> _WRITTEN TASK_:
Output everything from the line containing "Note: spot the goat walking" down to the end of the items below as a two-column CSV with columns item_text and answer. Give one row per item, with each field in double quotes and any line breaks turned into spaces.

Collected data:
↓↓↓

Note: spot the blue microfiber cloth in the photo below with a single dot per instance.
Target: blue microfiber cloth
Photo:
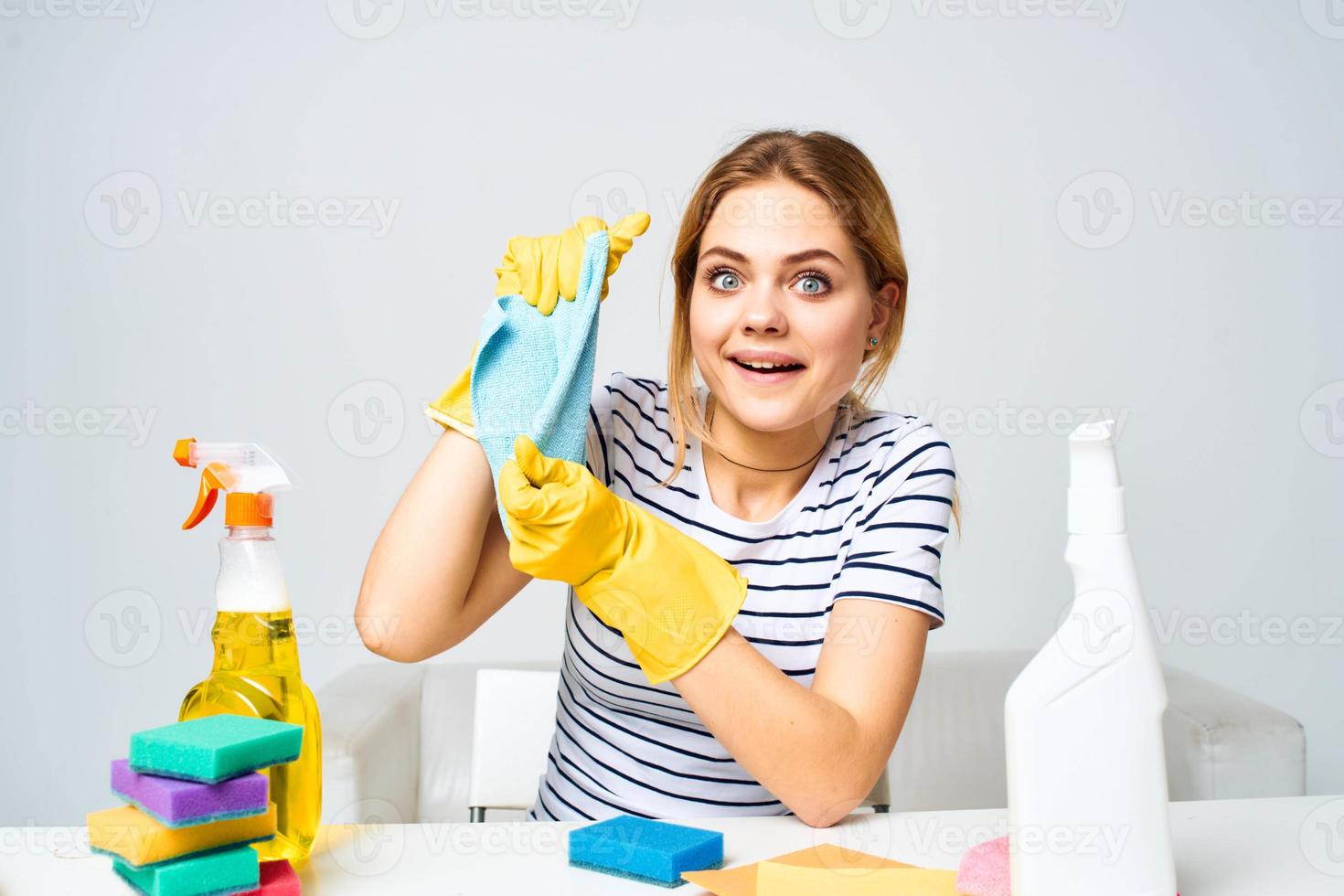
(652, 852)
(534, 372)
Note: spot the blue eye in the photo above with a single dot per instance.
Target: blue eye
(814, 283)
(712, 275)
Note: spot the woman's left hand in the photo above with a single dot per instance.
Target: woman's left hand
(669, 595)
(565, 524)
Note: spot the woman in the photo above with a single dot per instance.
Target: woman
(795, 532)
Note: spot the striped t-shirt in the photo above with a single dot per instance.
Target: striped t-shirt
(869, 524)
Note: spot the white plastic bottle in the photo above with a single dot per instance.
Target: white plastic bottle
(1087, 801)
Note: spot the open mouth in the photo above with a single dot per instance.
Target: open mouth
(766, 374)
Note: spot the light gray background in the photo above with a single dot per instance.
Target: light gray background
(1217, 343)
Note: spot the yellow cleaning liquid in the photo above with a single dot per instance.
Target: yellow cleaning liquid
(256, 673)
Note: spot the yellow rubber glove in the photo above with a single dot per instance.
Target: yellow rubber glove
(669, 595)
(454, 406)
(537, 266)
(546, 269)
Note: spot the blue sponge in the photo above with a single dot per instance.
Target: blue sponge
(651, 852)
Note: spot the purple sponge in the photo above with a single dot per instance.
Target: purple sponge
(177, 804)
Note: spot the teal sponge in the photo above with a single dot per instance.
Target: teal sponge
(212, 749)
(230, 870)
(652, 852)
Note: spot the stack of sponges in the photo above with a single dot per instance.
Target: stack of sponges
(195, 804)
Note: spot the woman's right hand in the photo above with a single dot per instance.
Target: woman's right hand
(542, 271)
(546, 269)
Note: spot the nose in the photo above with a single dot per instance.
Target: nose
(763, 311)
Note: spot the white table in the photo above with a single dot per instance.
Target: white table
(1223, 848)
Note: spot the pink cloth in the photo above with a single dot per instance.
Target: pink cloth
(984, 869)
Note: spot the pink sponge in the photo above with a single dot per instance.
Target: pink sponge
(984, 869)
(277, 879)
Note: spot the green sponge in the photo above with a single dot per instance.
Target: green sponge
(230, 870)
(212, 749)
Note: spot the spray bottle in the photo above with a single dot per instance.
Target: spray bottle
(1087, 801)
(256, 669)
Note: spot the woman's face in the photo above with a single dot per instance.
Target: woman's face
(777, 277)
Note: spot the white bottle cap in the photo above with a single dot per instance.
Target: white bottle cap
(1095, 495)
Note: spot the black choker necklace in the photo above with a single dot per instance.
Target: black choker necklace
(709, 425)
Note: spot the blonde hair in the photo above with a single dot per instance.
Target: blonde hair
(839, 172)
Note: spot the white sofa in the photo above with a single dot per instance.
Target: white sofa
(397, 739)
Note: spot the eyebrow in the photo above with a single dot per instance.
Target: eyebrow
(808, 254)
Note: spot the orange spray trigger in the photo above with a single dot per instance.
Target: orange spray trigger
(212, 478)
(242, 469)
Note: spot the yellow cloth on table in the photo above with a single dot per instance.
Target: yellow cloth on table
(826, 860)
(774, 879)
(140, 840)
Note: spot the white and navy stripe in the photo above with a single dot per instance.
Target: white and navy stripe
(869, 524)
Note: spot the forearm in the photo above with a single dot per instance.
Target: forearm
(803, 747)
(422, 563)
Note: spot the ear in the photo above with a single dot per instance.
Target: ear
(883, 305)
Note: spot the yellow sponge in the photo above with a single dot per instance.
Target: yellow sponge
(140, 840)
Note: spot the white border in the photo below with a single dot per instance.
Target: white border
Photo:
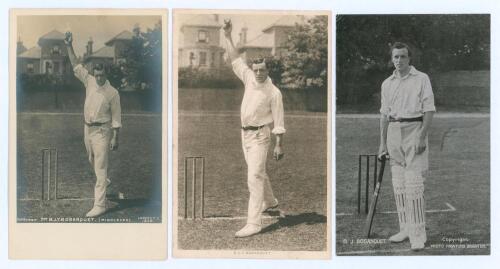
(337, 7)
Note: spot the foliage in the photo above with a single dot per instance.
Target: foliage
(143, 61)
(306, 64)
(193, 77)
(439, 43)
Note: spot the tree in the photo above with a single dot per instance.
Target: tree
(306, 64)
(142, 68)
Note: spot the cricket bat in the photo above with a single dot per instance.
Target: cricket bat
(373, 203)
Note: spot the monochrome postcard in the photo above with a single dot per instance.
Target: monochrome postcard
(251, 134)
(88, 134)
(413, 134)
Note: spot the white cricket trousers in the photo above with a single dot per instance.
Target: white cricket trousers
(97, 141)
(255, 147)
(408, 176)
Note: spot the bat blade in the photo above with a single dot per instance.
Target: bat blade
(373, 203)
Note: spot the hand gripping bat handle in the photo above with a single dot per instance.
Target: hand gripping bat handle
(373, 204)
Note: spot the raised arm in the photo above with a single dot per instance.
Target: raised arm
(68, 40)
(231, 50)
(80, 72)
(240, 68)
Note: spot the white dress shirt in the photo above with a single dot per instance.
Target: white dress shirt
(102, 103)
(407, 97)
(262, 102)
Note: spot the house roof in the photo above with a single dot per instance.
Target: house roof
(204, 20)
(261, 41)
(285, 21)
(52, 35)
(104, 52)
(124, 35)
(33, 53)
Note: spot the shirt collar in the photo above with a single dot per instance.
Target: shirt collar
(266, 82)
(413, 71)
(106, 84)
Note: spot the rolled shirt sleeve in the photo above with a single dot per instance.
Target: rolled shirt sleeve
(278, 113)
(384, 105)
(81, 73)
(427, 96)
(241, 70)
(116, 112)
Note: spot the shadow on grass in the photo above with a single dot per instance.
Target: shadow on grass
(310, 218)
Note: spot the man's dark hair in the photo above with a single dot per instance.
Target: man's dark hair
(400, 45)
(260, 61)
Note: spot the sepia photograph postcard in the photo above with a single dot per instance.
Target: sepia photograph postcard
(251, 134)
(413, 134)
(88, 134)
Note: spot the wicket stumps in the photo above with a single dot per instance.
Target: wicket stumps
(50, 160)
(194, 160)
(365, 158)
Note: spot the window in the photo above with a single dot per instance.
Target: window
(203, 58)
(191, 58)
(202, 36)
(56, 68)
(30, 68)
(56, 50)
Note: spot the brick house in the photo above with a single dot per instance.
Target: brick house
(50, 57)
(200, 43)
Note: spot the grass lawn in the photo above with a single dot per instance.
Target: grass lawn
(135, 169)
(299, 182)
(459, 175)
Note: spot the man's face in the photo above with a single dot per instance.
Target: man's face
(100, 77)
(260, 72)
(400, 59)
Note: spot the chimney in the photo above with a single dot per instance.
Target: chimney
(89, 46)
(20, 47)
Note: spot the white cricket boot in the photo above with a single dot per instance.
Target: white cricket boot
(266, 207)
(96, 211)
(248, 230)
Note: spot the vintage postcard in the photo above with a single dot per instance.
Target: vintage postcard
(413, 134)
(252, 134)
(88, 134)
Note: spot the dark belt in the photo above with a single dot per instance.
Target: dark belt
(94, 124)
(391, 119)
(251, 128)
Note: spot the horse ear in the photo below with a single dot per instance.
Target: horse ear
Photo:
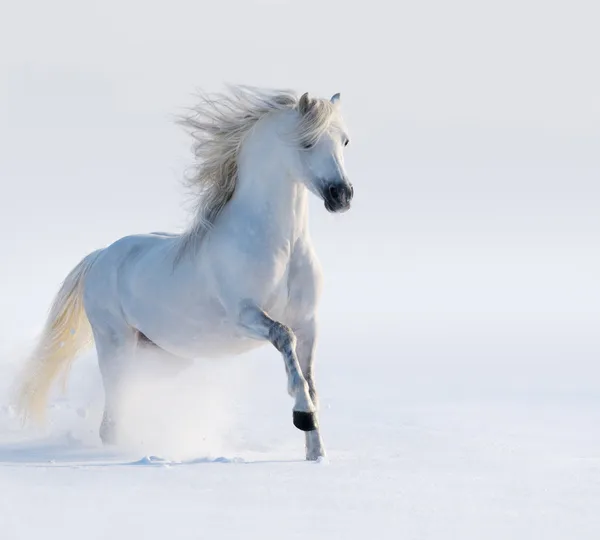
(304, 103)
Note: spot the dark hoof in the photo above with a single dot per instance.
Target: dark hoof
(305, 421)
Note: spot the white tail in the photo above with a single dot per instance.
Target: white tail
(67, 332)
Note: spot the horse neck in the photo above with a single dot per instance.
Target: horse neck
(267, 191)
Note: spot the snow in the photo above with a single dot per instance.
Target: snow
(458, 358)
(405, 458)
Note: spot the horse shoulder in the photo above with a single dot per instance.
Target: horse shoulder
(304, 280)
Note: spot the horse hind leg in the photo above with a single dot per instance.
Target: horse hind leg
(115, 353)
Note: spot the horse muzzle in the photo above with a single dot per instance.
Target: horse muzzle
(337, 196)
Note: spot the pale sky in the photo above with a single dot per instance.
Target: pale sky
(475, 132)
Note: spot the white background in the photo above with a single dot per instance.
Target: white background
(460, 335)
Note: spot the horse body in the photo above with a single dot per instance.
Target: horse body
(247, 277)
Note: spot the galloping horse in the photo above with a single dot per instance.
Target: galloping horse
(243, 274)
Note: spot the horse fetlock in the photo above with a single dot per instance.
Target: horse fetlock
(305, 421)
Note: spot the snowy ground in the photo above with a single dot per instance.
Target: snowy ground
(414, 452)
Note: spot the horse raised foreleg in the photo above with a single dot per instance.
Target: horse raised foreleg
(259, 325)
(305, 349)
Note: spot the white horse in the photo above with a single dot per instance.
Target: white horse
(244, 274)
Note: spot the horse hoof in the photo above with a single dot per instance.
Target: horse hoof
(305, 421)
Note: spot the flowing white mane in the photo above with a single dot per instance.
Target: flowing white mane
(218, 126)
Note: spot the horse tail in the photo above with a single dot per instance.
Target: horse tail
(66, 333)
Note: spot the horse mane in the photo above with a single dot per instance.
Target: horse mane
(218, 125)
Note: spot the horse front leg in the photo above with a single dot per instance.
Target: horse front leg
(305, 349)
(259, 325)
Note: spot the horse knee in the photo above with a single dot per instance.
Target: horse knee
(282, 337)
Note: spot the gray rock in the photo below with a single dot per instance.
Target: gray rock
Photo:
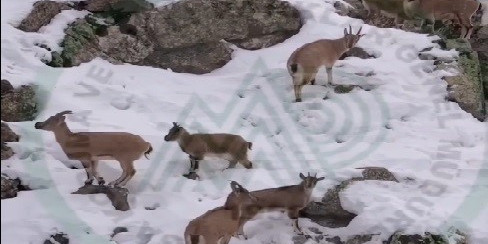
(41, 15)
(124, 6)
(466, 88)
(6, 152)
(428, 238)
(19, 105)
(58, 238)
(10, 187)
(197, 59)
(124, 48)
(117, 195)
(119, 229)
(185, 36)
(7, 134)
(6, 87)
(329, 212)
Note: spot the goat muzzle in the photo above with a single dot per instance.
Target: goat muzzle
(38, 125)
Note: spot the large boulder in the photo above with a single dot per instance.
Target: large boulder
(466, 88)
(190, 36)
(117, 195)
(479, 43)
(329, 212)
(6, 87)
(127, 6)
(41, 15)
(19, 104)
(58, 238)
(10, 187)
(7, 136)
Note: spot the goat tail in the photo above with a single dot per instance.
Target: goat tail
(293, 68)
(192, 239)
(149, 150)
(249, 145)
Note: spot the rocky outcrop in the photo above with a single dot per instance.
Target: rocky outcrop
(479, 43)
(19, 104)
(466, 88)
(41, 15)
(6, 87)
(7, 136)
(185, 36)
(58, 238)
(117, 195)
(10, 187)
(329, 211)
(121, 6)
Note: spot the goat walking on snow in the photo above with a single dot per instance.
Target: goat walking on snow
(90, 147)
(232, 148)
(304, 62)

↑↑↑

> _WORKED ANSWER_:
item_text,answer
"Note: spot the goat walking on snow in the photo above with a single dot per instance. Target: goat walking on snow","(90, 147) (232, 148) (304, 62)"